## EXTRACTED DATA

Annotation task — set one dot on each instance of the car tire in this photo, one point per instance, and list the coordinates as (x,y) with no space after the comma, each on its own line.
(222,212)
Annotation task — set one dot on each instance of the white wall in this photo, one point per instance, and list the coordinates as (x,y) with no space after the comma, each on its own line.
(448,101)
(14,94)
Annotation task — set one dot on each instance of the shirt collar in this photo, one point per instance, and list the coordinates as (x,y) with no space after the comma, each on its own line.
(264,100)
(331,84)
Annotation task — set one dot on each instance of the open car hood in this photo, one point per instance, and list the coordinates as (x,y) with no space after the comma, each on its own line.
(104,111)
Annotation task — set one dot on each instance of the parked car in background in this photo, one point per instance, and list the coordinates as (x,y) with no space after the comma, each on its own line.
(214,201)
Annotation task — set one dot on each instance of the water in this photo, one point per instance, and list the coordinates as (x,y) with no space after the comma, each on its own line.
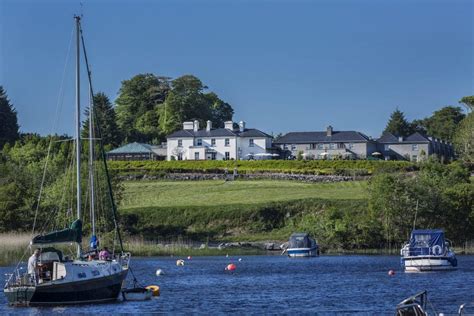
(342,285)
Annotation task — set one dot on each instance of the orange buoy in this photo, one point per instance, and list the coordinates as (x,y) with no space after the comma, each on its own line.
(231,267)
(155,289)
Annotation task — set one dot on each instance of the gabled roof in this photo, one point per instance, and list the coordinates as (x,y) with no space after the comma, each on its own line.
(321,137)
(218,132)
(132,148)
(389,138)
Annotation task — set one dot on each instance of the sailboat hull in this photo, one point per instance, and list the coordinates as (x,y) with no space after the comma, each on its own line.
(97,290)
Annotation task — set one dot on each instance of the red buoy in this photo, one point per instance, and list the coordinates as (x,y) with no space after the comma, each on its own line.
(231,267)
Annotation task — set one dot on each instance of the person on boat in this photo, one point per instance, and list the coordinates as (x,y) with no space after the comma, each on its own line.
(33,264)
(105,254)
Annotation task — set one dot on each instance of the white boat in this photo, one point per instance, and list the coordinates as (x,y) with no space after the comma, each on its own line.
(427,250)
(302,245)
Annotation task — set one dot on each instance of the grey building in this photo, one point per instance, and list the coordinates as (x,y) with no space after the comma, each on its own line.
(415,147)
(327,144)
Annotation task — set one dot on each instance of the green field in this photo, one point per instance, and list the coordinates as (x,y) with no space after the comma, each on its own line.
(139,194)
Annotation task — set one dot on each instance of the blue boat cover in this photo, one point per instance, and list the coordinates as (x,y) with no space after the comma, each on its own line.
(422,240)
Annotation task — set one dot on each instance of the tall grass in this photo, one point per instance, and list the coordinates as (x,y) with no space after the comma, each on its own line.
(13,246)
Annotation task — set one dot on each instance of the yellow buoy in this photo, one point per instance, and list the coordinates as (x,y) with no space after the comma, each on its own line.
(155,289)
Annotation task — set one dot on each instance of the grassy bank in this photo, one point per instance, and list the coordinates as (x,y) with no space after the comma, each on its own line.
(322,167)
(144,194)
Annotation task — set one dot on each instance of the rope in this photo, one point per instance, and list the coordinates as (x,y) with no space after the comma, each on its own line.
(58,112)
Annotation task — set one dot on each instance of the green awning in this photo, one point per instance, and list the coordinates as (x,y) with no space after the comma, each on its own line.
(71,234)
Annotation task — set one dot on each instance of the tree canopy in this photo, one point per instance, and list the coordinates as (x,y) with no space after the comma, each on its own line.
(8,120)
(397,124)
(105,116)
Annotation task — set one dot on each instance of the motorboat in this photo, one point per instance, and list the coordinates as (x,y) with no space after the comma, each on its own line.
(427,250)
(302,245)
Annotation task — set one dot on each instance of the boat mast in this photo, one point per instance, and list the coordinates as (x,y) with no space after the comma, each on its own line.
(78,129)
(91,160)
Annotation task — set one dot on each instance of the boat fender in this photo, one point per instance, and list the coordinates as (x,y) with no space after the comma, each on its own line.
(437,250)
(155,289)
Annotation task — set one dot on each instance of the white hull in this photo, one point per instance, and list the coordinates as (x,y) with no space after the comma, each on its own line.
(427,264)
(302,252)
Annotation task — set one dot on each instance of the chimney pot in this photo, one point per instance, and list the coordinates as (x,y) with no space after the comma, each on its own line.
(329,131)
(196,125)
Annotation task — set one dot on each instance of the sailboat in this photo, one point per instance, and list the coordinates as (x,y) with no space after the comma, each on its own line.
(59,280)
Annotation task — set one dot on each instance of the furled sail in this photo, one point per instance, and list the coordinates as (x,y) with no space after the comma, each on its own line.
(71,234)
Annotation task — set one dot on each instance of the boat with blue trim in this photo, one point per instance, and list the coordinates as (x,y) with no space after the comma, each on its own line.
(427,250)
(302,245)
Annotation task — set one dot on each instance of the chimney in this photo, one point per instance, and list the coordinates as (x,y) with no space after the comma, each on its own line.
(329,131)
(196,125)
(188,125)
(229,125)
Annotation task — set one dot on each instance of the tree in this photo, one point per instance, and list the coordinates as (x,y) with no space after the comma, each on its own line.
(468,102)
(443,123)
(397,124)
(137,104)
(8,120)
(464,139)
(105,119)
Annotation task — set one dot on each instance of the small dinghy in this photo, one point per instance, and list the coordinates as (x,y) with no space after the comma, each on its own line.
(137,294)
(428,250)
(302,245)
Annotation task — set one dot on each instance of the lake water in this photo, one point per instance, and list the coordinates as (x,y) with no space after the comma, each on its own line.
(342,285)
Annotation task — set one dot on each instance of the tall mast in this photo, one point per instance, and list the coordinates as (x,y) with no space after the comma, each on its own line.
(78,128)
(91,159)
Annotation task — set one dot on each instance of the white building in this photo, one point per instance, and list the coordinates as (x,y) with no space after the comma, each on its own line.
(192,143)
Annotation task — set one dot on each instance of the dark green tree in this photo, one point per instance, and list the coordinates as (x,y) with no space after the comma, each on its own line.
(137,105)
(443,123)
(397,124)
(468,102)
(105,119)
(8,120)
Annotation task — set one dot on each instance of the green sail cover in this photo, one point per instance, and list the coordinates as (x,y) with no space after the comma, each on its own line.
(71,234)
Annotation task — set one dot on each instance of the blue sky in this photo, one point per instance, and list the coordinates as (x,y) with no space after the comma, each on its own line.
(283,65)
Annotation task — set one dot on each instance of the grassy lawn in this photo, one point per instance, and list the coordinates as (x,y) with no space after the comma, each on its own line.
(216,192)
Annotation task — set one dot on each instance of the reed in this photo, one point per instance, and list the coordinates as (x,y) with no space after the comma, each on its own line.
(13,246)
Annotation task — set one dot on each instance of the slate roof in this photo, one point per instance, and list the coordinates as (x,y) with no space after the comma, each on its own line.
(132,148)
(321,137)
(389,138)
(218,132)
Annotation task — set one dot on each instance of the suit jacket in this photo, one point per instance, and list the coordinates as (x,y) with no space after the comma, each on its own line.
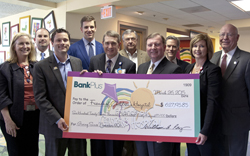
(50,93)
(182,64)
(142,56)
(98,62)
(210,84)
(78,50)
(235,99)
(12,90)
(164,67)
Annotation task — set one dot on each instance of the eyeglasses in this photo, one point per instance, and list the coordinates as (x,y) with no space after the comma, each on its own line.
(230,35)
(128,39)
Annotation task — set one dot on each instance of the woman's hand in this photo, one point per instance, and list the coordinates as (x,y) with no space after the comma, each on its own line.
(201,139)
(11,128)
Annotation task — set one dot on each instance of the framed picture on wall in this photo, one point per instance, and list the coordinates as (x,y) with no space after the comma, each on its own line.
(13,31)
(2,56)
(36,23)
(24,24)
(50,22)
(6,34)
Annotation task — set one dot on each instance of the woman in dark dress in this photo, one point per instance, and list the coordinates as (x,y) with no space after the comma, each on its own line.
(201,49)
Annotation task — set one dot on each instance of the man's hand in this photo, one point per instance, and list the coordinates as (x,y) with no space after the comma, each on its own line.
(98,71)
(83,71)
(62,125)
(201,139)
(11,128)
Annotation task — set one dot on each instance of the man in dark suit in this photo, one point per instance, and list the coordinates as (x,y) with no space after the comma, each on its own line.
(110,62)
(172,47)
(159,64)
(42,40)
(87,47)
(50,78)
(130,50)
(235,97)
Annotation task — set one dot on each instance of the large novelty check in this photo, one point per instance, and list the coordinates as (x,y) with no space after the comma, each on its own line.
(157,107)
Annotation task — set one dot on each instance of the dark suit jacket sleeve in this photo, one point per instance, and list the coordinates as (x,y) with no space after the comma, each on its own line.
(40,93)
(132,69)
(4,95)
(213,78)
(247,78)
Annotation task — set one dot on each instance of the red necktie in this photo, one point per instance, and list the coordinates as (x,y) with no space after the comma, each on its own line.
(223,64)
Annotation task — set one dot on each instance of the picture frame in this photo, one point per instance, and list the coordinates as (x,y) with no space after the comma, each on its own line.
(24,24)
(50,22)
(36,23)
(2,56)
(6,34)
(13,31)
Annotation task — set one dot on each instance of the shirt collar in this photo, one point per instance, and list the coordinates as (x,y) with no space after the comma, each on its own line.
(87,42)
(230,53)
(57,60)
(129,54)
(112,59)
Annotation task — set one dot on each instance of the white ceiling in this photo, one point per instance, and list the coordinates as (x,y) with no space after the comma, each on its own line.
(216,14)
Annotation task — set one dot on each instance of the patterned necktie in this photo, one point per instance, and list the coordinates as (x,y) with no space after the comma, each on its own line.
(108,69)
(223,65)
(42,56)
(91,51)
(151,69)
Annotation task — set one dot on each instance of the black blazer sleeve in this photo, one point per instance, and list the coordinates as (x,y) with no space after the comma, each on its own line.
(210,91)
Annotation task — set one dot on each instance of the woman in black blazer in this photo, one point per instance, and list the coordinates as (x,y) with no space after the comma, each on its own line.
(19,119)
(201,49)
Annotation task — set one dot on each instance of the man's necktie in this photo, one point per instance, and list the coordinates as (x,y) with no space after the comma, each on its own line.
(91,51)
(108,69)
(223,64)
(42,56)
(151,69)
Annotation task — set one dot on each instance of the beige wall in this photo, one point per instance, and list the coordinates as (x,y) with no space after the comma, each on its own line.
(111,24)
(60,17)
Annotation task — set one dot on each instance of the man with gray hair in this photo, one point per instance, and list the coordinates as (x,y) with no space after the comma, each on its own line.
(172,47)
(130,50)
(110,62)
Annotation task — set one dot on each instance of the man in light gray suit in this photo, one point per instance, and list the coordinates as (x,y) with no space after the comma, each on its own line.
(50,79)
(159,64)
(130,40)
(235,97)
(42,40)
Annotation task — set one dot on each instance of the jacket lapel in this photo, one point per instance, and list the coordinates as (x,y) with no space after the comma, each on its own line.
(84,53)
(116,66)
(55,70)
(232,64)
(160,66)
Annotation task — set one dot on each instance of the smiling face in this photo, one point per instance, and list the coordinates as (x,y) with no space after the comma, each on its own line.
(88,29)
(171,49)
(130,42)
(199,50)
(228,37)
(155,48)
(61,43)
(23,46)
(110,46)
(42,39)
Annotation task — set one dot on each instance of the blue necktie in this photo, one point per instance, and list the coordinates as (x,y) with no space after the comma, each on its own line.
(42,56)
(108,69)
(91,51)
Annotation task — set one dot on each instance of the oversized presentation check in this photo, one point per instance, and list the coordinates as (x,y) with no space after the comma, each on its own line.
(156,107)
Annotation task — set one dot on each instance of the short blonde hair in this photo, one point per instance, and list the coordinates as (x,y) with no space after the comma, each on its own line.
(209,44)
(13,56)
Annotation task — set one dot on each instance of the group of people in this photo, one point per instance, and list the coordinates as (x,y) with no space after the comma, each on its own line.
(33,88)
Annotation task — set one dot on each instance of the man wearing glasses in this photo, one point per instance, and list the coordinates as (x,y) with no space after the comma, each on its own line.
(130,50)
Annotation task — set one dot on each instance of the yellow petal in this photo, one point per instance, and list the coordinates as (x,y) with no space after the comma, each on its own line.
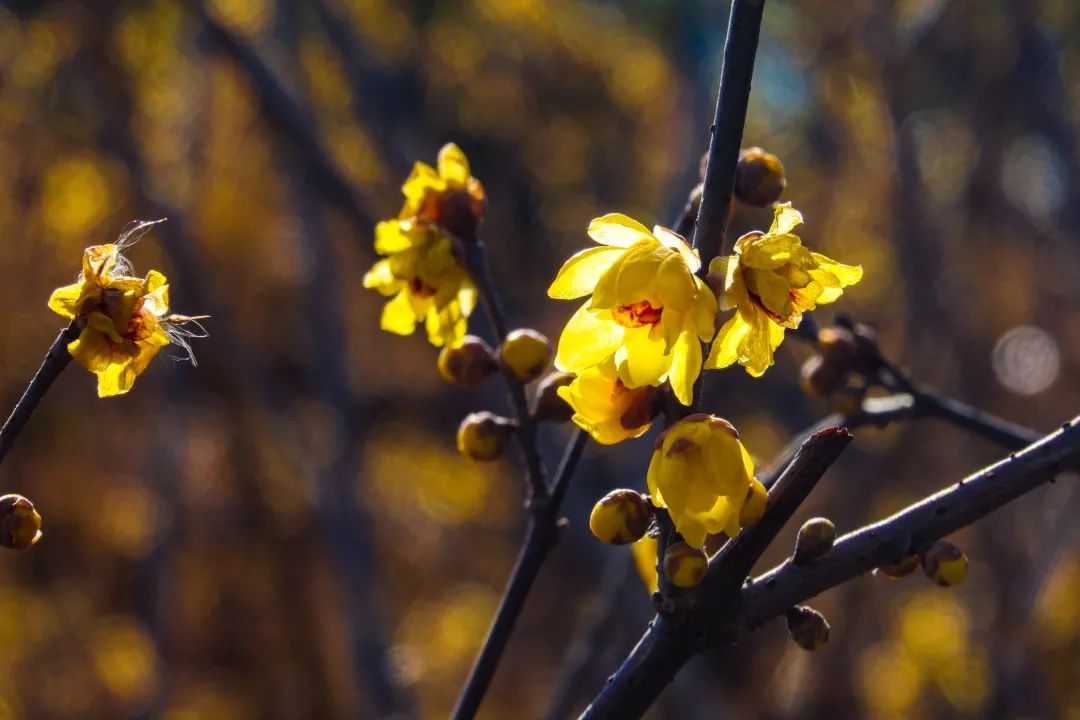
(64,301)
(726,345)
(785,219)
(391,236)
(686,367)
(453,164)
(397,315)
(618,230)
(588,339)
(580,273)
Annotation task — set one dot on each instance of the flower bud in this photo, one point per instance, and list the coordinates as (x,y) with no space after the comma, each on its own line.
(620,517)
(757,498)
(945,564)
(819,378)
(815,538)
(685,566)
(759,177)
(808,627)
(525,353)
(19,522)
(549,406)
(900,569)
(469,364)
(484,435)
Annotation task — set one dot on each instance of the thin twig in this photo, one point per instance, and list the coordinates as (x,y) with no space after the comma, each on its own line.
(56,360)
(744,26)
(541,535)
(914,528)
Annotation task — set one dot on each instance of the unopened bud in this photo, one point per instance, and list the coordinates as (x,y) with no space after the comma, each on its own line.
(902,568)
(525,353)
(815,538)
(945,564)
(685,566)
(19,522)
(808,627)
(757,498)
(759,177)
(484,435)
(620,517)
(469,364)
(549,406)
(819,378)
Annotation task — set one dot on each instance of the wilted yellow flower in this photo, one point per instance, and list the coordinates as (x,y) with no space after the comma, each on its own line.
(771,280)
(424,280)
(124,321)
(448,197)
(648,310)
(605,407)
(701,473)
(422,272)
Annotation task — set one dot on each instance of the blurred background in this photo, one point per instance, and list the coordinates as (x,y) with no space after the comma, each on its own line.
(287,531)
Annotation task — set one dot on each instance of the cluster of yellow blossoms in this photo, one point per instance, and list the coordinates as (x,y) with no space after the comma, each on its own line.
(123,321)
(649,311)
(422,272)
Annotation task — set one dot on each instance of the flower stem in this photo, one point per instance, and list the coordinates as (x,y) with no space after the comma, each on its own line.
(541,535)
(740,48)
(56,360)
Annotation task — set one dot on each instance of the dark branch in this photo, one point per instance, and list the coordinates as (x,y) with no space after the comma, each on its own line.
(744,26)
(51,368)
(541,535)
(915,528)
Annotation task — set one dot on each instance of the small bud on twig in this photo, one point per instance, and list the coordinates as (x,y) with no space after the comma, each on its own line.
(945,564)
(525,353)
(19,522)
(620,517)
(469,364)
(484,435)
(815,538)
(808,627)
(685,566)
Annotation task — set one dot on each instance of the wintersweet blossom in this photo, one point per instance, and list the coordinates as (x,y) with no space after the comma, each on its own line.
(647,309)
(702,474)
(770,281)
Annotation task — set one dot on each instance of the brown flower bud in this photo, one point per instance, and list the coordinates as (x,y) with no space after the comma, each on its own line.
(818,378)
(759,177)
(620,517)
(900,569)
(19,522)
(484,435)
(685,566)
(815,538)
(469,364)
(549,406)
(525,353)
(757,498)
(945,564)
(808,627)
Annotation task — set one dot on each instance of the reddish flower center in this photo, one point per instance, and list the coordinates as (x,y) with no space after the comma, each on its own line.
(637,314)
(417,287)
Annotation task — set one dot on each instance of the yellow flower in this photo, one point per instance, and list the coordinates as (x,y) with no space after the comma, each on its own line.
(771,280)
(448,197)
(701,473)
(648,310)
(422,272)
(605,407)
(424,281)
(122,318)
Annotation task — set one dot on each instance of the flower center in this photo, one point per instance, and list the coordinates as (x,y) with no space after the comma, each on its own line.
(637,314)
(417,287)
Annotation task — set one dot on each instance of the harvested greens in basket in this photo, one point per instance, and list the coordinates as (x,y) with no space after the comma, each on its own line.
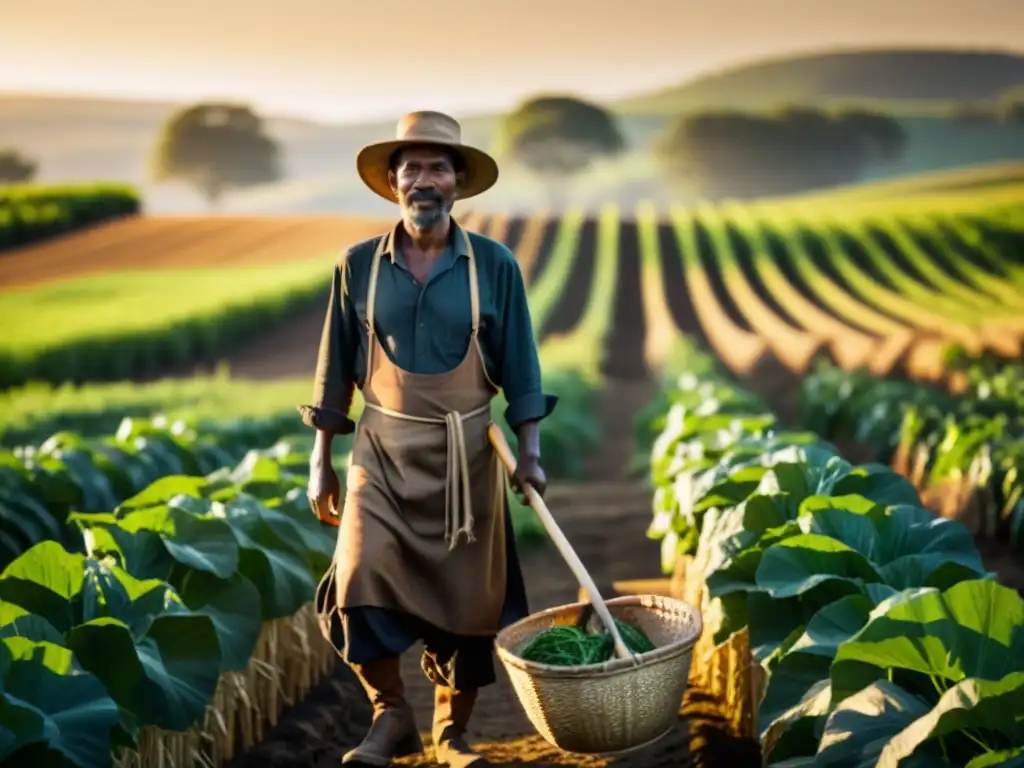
(573,645)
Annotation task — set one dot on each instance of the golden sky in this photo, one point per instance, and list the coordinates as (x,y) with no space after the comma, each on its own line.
(350,59)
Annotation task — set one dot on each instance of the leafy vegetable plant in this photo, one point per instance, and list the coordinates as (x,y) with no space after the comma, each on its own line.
(883,639)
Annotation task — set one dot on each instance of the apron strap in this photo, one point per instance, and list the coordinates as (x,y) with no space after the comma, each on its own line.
(375,269)
(474,283)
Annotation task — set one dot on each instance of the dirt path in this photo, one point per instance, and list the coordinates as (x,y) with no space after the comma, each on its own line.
(606,519)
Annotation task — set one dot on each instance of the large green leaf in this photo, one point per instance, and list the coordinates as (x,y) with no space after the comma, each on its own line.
(65,712)
(232,605)
(972,630)
(795,565)
(44,581)
(203,542)
(167,659)
(859,728)
(878,483)
(162,491)
(993,706)
(281,574)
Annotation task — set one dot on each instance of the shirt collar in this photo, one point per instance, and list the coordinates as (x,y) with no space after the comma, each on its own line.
(457,240)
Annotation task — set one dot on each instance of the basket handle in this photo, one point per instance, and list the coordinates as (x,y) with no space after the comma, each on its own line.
(501,445)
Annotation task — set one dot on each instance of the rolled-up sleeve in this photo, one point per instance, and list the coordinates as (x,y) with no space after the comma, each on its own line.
(334,383)
(518,361)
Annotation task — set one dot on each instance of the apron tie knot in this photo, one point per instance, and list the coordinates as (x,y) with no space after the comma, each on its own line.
(458,501)
(458,505)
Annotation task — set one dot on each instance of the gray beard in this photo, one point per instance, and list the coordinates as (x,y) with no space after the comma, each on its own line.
(427,218)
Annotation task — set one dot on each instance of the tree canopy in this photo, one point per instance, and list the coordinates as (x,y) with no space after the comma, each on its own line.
(216,147)
(15,167)
(558,136)
(737,155)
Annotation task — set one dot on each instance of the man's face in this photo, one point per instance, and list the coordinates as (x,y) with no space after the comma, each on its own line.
(426,185)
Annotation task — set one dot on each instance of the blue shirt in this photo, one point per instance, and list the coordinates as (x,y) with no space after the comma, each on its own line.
(426,329)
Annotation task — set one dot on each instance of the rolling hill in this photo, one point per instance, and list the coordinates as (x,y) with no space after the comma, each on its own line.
(887,75)
(89,138)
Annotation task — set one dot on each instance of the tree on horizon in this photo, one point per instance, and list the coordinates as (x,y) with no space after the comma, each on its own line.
(215,147)
(15,167)
(558,137)
(730,154)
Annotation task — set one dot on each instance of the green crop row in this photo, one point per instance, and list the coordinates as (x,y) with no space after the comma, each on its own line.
(123,325)
(41,485)
(171,594)
(968,446)
(883,639)
(133,623)
(30,213)
(32,413)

## WORK TO COMPLETE
Output only the lines running from the line with "the green crop" through the final line of the data, inclusive.

## RESPONSE
Annotation task — set one dot on each instance of the green crop row in this photo, one point per instance, and list the coordinates as (x,y) with no space after the comma, each on its own line.
(123,325)
(41,485)
(171,594)
(968,446)
(883,639)
(133,623)
(30,213)
(32,413)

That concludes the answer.